Exercise task a:
According to the article on Senator Martha McSally's Verde Valley visit, where did she meet with community leaders and stakeholders?

CLIP: U.S. Senator Martha McSally talks key issues facing the Verde Valley
Updated as of Saturday, March 16, 2019 8:29 AM
COTTONWOOD -- U.S. Senator Martha McSally visited the Verde Valley Friday as part of her 15-county “two ears, one mouth” tour. The purpose of the tour is for her to get to know as many communities as possible and figure out ways they can be helped at the federal level.
McSally, a Republican, was appointed by Gov. Doug Ducey to fill the late Sen. John McCain’s seat last December. She also ran for the Senate seat previously held by Jeff Flake.
She met with various community leaders and stakeholders at the Cottonwood Chamber of Commerce building Friday and listened to key issues facing Yavapai County, specifically the Verde Valley.
“Every county and every community has its unique challenges and opportunities for sure but there has been some themes across the state,” she said in an interview with the Verde Independent.
One of these trends she said, is the opioid epidemic.
“I hear again today from leaders out here in Cottonwood that it’s not just opioids,” she said. “As we crack down on opioids and we’re providing more opportunities for treatment for people, we’re starting to see methamphetamine is popping up again.”
McSally noted as cartels become more creative in their approach, communities need to be more holistic in how they’re preventing, educating and treating substance abuse.
“Tragedies we’ve heard from every community are real,” she said. “So many families are being impacted by this and we have to have a whole-of-society approach.”
In February, President Donald Trump declared a National Emergency over the U.S.- Mexico border insisting there is a security and humanitarian crises. He added there was an “invasion” along the border of gangs and drugs.
According to Pew Research Center, there are actually fewer undocumented migrants living in key Arizona metropolitan areas than there were more than a decade ago.
McSally said she backs Trump’s declaration, however. She said she is “extremely frustrated represenating a border state.”
“People are playing politics with what is a security and humanitarian crises at the border,” she said. “We are now seeing cartels taking advantage of loopholes in our laws and trafficking children in a way that has been unprecedented.”
McSally said everyone needs to listen to those on the ground “who are dealing with this crisis every single day.”
Infrastructure, workforce issues
Another theme McSally said she is learning about is infrastructure issues.
“Whether that’s I-17, or the I-11 project or even just local infrastructure needs where there could be some federal funding.”
McSally added that she learned about local industries need for qualified workers. She said she is curious to learn more about the Career and Technical Education (CTE) programs in the Verde Valley.
“It sounds like a great model for learning how to address some of these issues with young people,” she said.
Debbie Smith Act, sexual assault survivors
On Thursday, McSally introduced legislation to reauthorize the Debbie Smith Act in an effort to help fight rape kit backlogs.

Task material:
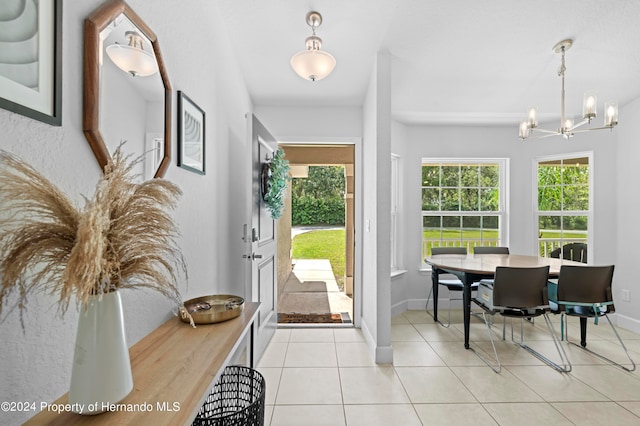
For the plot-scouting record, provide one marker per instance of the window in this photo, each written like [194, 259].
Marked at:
[563, 201]
[395, 203]
[462, 203]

Exercise task b:
Write out the records above again with "window" swapped for "door" and everything else left unchanged, omitting the pictures.

Full response a:
At the Cottonwood Chamber of Commerce building.

Full response b:
For the plot-scouting record, provide one marker per instance of the door in this photo, each written like [194, 259].
Marked at:
[563, 201]
[395, 203]
[462, 203]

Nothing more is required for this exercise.